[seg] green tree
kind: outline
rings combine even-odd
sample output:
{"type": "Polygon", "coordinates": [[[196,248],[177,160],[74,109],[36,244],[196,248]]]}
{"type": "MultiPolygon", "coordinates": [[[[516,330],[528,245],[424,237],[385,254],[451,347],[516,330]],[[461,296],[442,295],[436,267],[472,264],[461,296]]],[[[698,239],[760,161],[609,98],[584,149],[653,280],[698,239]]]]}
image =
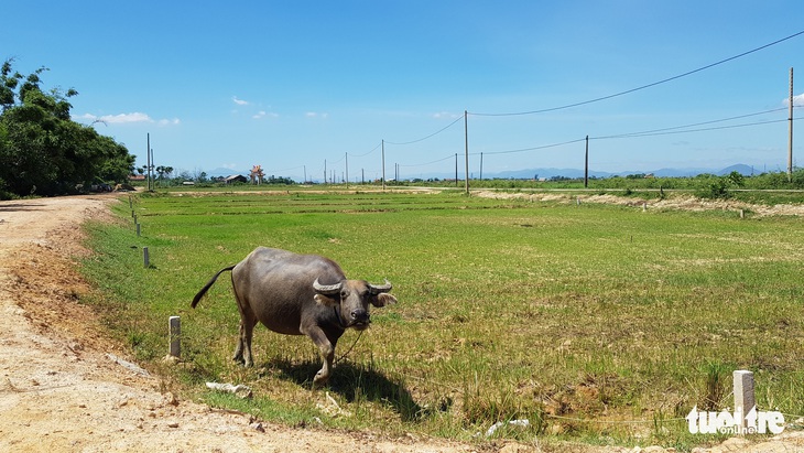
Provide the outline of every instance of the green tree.
{"type": "Polygon", "coordinates": [[[40,67],[23,76],[0,68],[0,197],[59,195],[98,182],[123,182],[134,157],[124,145],[69,117],[78,93],[42,89],[40,67]]]}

Aim:
Print all of the records above word for word, but leave out the pictures.

Output of the exercise:
[seg] green tree
kind: outline
rings combine even-odd
sample output:
{"type": "Polygon", "coordinates": [[[196,248],[177,160],[74,109],[36,244],[196,248]]]}
{"type": "MultiPolygon", "coordinates": [[[[516,330],[528,245],[424,237],[385,254],[451,347],[516,330]],[[461,296],[442,295],[436,267],[472,264],[461,296]]],[[[698,239],[760,161],[609,98],[584,149],[653,280],[698,239]]]]}
image =
Provide the outline of every instance of the green tree.
{"type": "Polygon", "coordinates": [[[40,67],[23,76],[0,68],[0,197],[59,195],[98,182],[123,182],[134,157],[124,145],[69,117],[78,93],[42,89],[40,67]]]}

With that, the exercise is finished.